» **Problem to work on**
Locate each line in the material below that contains the word "lamp", matching case exactly, and copy every such line.
[Start]
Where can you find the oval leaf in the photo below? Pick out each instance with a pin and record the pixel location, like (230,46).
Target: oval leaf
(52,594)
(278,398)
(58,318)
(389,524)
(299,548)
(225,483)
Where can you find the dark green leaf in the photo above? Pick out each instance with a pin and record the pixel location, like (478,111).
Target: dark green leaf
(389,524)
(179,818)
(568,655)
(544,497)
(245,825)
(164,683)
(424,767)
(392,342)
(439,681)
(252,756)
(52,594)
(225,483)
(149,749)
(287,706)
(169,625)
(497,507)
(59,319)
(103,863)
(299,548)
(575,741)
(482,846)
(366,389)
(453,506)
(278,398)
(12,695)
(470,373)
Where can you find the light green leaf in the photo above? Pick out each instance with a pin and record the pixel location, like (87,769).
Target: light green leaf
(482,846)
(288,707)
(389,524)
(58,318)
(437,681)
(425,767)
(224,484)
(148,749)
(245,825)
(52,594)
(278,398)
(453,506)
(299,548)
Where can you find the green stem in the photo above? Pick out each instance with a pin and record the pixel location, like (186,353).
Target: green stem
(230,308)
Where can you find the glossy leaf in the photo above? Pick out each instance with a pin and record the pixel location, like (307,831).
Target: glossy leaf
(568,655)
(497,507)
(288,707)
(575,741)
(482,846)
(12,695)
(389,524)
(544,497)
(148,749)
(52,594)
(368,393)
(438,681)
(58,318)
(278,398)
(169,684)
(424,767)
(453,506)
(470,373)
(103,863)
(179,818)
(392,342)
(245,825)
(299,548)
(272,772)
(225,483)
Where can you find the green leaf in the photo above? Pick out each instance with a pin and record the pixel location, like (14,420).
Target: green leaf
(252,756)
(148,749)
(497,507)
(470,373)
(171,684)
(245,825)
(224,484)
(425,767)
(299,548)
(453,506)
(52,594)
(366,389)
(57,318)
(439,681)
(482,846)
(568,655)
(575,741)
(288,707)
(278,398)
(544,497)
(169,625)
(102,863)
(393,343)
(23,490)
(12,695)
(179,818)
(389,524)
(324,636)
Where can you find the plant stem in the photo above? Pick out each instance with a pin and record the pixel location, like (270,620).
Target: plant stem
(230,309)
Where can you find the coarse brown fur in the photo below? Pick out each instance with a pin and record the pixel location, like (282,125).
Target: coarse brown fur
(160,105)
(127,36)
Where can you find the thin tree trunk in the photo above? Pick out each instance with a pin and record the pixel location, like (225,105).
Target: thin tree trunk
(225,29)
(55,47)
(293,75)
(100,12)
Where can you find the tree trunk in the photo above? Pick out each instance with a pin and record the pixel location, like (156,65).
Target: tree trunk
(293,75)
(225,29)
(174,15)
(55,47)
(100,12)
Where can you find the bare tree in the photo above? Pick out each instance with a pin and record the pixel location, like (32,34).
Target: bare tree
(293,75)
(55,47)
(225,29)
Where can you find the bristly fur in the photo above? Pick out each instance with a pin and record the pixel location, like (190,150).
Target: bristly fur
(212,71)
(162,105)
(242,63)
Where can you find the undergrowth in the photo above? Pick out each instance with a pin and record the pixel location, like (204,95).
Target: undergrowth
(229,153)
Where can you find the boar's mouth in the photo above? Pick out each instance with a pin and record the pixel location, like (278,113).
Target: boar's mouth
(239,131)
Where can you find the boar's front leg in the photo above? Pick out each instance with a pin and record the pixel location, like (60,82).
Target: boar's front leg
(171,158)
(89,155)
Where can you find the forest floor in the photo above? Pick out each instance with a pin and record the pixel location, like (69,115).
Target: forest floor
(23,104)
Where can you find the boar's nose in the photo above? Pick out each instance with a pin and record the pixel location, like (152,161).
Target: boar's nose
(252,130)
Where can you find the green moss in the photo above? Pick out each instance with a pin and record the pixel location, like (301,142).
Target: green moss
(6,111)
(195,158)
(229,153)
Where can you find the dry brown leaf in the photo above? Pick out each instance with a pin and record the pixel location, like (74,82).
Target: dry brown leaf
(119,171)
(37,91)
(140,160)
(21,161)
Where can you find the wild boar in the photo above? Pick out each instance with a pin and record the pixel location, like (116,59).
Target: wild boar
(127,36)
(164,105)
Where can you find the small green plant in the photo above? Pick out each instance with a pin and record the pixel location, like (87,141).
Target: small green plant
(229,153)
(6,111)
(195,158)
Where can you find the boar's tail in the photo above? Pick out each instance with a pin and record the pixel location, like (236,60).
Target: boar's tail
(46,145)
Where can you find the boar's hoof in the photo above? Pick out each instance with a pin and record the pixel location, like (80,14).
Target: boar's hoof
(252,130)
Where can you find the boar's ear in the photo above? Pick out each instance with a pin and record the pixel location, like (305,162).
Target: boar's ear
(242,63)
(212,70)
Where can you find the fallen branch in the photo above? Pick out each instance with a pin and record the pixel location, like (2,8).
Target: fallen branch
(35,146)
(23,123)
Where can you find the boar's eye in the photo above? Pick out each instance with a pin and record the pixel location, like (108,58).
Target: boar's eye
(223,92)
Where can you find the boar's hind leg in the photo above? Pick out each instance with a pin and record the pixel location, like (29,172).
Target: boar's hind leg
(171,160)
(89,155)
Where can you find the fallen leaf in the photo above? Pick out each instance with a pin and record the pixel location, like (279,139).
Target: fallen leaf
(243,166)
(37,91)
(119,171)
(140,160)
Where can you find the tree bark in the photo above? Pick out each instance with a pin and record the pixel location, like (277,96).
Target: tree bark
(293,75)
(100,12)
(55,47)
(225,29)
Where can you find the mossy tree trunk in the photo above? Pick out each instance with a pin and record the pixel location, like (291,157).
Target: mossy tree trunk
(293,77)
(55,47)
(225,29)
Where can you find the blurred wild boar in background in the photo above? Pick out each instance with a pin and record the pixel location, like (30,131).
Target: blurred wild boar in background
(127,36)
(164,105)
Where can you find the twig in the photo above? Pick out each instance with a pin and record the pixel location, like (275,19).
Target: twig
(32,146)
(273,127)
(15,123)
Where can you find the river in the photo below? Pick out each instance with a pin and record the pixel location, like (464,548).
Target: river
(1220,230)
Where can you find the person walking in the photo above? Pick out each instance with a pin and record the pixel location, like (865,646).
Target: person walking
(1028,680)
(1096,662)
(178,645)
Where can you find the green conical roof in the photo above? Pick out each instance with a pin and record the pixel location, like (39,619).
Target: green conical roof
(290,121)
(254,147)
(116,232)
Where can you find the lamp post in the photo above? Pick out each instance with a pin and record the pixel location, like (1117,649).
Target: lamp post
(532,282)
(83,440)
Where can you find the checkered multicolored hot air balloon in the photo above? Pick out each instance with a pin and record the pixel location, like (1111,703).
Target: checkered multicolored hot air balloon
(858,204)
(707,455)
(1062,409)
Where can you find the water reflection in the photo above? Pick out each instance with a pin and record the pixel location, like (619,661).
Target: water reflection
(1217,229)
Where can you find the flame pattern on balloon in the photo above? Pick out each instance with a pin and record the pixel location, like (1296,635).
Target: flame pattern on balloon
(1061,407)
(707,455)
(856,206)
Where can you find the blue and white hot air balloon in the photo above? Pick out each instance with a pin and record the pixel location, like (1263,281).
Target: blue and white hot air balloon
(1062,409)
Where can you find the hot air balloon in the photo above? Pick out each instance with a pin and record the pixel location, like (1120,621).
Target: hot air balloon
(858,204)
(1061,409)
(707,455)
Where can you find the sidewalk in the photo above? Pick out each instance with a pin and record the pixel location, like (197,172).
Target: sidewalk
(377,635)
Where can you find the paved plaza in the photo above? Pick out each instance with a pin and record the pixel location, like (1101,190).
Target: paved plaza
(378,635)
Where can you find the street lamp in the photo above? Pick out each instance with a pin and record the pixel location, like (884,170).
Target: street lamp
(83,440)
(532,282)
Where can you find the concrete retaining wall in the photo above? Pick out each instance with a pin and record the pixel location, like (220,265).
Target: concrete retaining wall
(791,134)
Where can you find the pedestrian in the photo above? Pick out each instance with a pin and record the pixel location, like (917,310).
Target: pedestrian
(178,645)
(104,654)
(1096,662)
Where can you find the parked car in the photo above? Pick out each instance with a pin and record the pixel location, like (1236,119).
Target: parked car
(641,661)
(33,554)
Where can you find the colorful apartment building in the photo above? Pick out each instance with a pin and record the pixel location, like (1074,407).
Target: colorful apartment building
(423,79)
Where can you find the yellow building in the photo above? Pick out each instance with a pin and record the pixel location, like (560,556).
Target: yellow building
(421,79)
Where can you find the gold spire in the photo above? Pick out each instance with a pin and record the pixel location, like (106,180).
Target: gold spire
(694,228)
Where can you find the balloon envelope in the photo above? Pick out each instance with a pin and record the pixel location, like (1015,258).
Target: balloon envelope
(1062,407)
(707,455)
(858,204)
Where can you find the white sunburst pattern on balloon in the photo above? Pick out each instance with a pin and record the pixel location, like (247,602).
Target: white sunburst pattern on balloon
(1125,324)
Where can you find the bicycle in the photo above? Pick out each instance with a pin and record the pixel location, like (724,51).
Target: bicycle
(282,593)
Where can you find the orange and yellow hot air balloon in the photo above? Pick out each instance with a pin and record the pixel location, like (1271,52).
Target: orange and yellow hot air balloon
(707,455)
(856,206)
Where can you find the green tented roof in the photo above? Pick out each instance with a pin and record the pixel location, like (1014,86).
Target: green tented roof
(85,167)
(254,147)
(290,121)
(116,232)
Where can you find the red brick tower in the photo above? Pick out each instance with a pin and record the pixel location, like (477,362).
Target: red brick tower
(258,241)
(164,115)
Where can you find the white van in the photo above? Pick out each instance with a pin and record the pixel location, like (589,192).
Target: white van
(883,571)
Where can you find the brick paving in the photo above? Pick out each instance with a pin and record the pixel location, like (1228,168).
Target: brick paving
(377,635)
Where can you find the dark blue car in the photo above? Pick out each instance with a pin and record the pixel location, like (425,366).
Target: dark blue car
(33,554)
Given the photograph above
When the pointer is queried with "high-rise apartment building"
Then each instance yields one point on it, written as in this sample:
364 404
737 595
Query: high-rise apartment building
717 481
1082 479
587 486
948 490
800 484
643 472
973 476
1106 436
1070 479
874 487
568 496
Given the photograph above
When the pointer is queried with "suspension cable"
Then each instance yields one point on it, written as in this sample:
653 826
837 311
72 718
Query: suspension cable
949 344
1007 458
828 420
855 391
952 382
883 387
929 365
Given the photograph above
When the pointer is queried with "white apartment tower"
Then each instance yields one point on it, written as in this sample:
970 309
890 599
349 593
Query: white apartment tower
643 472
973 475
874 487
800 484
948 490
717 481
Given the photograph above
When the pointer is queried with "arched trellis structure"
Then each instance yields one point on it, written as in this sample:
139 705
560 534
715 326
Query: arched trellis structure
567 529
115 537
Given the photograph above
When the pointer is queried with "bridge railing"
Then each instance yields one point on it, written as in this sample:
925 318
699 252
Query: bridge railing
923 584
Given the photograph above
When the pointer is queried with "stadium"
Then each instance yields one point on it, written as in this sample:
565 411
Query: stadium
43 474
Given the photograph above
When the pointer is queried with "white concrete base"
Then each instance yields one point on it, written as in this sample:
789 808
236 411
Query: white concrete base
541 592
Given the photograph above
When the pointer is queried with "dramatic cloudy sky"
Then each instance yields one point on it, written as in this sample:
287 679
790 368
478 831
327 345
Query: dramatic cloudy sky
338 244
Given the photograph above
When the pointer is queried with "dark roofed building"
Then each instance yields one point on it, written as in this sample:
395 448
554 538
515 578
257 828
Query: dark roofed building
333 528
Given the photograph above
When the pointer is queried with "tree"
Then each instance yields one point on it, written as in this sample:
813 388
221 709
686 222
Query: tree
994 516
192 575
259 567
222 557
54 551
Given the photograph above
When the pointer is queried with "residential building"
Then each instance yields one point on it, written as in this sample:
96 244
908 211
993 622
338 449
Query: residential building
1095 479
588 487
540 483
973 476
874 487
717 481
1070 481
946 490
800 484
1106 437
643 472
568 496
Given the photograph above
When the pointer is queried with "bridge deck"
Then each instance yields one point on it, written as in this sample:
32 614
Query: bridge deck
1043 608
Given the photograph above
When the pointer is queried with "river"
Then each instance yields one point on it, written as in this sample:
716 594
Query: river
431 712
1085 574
[End]
» **Solution below**
Where can you find the lamp post in the photo above? Pick out each instance with a pin and record the pixel location, like (1117,649).
Target: lamp post
Where can you find the street lamp in the photo above? Pick out each instance with a pin and record the pixel location, like (884,170).
Target: street lamp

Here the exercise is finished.